» **PROBLEM TO SOLVE**:
I need only the number of lines in this data that contain the string "chair".

» **Photo-based referring expression data**:
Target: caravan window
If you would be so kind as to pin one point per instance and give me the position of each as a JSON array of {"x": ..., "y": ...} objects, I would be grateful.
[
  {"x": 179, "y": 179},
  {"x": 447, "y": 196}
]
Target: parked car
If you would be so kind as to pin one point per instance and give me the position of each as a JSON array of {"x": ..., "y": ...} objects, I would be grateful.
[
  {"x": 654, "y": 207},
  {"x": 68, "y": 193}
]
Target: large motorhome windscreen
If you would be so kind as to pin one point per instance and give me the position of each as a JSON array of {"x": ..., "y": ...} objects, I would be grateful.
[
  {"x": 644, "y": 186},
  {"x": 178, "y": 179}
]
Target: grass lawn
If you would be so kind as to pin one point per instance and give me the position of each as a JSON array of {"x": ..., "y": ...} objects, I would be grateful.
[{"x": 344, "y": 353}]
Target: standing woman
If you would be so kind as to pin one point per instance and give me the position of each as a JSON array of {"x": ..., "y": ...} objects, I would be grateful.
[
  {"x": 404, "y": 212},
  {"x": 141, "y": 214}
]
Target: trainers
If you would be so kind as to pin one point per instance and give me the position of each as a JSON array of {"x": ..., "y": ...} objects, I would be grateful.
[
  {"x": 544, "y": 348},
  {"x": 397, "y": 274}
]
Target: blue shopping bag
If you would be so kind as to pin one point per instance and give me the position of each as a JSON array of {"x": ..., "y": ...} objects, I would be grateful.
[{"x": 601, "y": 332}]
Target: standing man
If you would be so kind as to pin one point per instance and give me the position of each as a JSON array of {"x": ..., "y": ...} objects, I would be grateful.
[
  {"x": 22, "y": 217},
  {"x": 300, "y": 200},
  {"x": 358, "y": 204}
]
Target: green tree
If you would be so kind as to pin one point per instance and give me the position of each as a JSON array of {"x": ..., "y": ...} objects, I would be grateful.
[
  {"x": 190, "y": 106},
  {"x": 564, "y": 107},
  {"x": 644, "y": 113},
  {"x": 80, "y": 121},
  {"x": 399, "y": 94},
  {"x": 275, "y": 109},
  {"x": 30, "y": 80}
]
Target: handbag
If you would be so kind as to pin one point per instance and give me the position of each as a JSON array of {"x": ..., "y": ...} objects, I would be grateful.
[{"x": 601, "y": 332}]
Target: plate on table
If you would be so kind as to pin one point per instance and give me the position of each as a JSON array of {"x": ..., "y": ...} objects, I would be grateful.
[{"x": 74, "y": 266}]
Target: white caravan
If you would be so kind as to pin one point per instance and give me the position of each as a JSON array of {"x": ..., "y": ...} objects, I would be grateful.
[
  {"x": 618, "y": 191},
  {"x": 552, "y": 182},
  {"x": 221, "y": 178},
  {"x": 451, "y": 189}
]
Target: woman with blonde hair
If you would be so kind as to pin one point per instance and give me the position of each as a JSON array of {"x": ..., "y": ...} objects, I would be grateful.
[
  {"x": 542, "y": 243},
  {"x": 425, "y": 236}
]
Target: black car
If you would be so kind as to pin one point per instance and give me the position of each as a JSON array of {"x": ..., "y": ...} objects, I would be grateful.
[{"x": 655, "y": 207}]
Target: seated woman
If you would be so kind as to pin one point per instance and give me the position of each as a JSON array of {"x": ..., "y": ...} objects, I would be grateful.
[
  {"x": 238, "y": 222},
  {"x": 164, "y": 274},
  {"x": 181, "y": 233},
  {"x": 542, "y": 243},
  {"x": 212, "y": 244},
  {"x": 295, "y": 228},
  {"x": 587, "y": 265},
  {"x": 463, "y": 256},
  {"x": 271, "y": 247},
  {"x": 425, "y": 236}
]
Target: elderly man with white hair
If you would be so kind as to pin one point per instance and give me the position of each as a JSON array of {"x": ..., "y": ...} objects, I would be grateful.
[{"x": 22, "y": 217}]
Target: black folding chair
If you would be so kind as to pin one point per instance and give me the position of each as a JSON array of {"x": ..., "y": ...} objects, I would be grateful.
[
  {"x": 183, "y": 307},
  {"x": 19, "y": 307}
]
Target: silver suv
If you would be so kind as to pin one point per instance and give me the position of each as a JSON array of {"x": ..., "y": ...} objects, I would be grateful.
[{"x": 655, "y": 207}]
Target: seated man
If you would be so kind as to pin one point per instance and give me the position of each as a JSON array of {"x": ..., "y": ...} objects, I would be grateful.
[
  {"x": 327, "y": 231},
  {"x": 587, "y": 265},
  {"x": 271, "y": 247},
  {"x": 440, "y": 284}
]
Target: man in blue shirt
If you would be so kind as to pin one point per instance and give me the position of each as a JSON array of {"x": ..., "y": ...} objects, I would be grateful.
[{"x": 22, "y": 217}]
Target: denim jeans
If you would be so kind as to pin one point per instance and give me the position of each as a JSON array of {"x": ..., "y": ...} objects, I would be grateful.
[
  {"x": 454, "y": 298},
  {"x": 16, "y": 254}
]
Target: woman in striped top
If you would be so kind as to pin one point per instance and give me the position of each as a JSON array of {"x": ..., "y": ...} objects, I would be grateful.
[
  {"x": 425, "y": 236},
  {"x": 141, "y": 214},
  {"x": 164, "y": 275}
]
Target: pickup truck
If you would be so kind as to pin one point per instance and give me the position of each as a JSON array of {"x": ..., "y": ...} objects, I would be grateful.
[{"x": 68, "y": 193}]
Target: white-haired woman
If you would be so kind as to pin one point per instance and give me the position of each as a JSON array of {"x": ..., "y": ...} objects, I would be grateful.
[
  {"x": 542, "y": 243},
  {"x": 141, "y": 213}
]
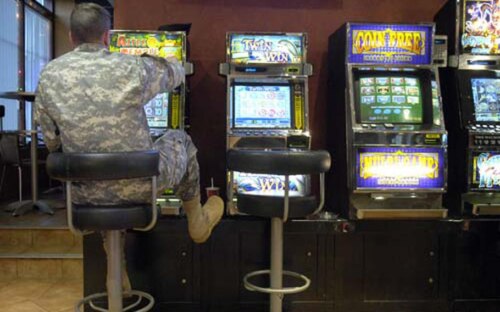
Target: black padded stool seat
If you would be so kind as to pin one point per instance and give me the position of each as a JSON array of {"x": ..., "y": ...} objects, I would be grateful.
[
  {"x": 101, "y": 218},
  {"x": 110, "y": 219},
  {"x": 272, "y": 207},
  {"x": 278, "y": 208},
  {"x": 106, "y": 166}
]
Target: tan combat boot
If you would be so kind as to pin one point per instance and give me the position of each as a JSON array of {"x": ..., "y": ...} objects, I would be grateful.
[{"x": 201, "y": 221}]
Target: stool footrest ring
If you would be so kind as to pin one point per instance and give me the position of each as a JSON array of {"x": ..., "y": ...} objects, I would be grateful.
[
  {"x": 284, "y": 290},
  {"x": 132, "y": 293}
]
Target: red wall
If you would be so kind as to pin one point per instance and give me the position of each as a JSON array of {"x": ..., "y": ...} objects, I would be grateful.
[{"x": 213, "y": 18}]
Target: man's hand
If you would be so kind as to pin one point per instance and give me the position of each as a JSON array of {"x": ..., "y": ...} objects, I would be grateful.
[{"x": 179, "y": 75}]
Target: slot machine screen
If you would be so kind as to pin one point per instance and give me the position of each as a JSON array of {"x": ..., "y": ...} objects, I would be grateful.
[
  {"x": 157, "y": 111},
  {"x": 390, "y": 99},
  {"x": 486, "y": 98},
  {"x": 481, "y": 27},
  {"x": 262, "y": 106}
]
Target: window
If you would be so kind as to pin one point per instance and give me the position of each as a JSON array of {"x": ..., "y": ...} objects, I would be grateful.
[
  {"x": 9, "y": 60},
  {"x": 21, "y": 72}
]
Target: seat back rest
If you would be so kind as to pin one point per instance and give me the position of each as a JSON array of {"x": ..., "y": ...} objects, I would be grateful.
[
  {"x": 102, "y": 166},
  {"x": 279, "y": 162}
]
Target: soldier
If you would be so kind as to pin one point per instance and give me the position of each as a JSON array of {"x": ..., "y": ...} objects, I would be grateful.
[{"x": 91, "y": 100}]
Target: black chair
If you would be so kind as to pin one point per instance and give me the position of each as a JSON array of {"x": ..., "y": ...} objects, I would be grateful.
[
  {"x": 111, "y": 219},
  {"x": 278, "y": 208},
  {"x": 11, "y": 156}
]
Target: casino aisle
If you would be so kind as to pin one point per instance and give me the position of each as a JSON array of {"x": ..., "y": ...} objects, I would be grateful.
[{"x": 41, "y": 268}]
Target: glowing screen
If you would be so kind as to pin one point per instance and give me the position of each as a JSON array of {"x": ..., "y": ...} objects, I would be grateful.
[
  {"x": 486, "y": 98},
  {"x": 481, "y": 27},
  {"x": 262, "y": 106},
  {"x": 390, "y": 100}
]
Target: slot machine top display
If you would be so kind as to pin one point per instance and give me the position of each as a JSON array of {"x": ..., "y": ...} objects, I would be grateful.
[
  {"x": 395, "y": 124},
  {"x": 267, "y": 87},
  {"x": 266, "y": 53},
  {"x": 393, "y": 83},
  {"x": 475, "y": 37},
  {"x": 166, "y": 110}
]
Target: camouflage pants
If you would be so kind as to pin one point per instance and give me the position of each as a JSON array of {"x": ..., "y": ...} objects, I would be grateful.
[{"x": 179, "y": 169}]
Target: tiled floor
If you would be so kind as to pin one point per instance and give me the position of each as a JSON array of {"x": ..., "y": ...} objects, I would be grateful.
[
  {"x": 41, "y": 267},
  {"x": 30, "y": 295}
]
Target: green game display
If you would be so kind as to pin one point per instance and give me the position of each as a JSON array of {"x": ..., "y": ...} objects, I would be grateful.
[{"x": 388, "y": 99}]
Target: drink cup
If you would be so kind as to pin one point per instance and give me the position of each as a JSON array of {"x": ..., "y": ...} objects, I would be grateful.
[{"x": 212, "y": 190}]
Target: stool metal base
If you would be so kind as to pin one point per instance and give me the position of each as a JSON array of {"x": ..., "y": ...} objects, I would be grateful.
[
  {"x": 132, "y": 293},
  {"x": 283, "y": 290}
]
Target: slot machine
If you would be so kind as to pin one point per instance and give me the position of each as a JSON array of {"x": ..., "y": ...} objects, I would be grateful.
[
  {"x": 166, "y": 110},
  {"x": 267, "y": 104},
  {"x": 390, "y": 135},
  {"x": 472, "y": 91}
]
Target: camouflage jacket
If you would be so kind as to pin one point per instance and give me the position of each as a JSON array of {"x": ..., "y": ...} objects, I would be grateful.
[{"x": 91, "y": 100}]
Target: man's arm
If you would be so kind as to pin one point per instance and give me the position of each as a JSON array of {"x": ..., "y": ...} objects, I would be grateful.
[
  {"x": 49, "y": 129},
  {"x": 159, "y": 75}
]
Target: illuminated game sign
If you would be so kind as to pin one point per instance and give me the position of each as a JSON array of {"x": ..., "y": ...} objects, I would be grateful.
[
  {"x": 399, "y": 168},
  {"x": 266, "y": 49},
  {"x": 153, "y": 43},
  {"x": 486, "y": 98},
  {"x": 161, "y": 44},
  {"x": 481, "y": 27},
  {"x": 486, "y": 170},
  {"x": 390, "y": 44},
  {"x": 269, "y": 185}
]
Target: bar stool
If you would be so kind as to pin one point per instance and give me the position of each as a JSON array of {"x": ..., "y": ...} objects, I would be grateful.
[
  {"x": 278, "y": 208},
  {"x": 110, "y": 219}
]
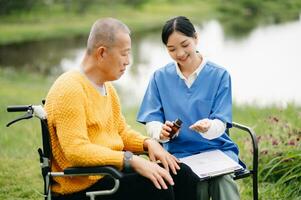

» **COMPLETED TASK**:
2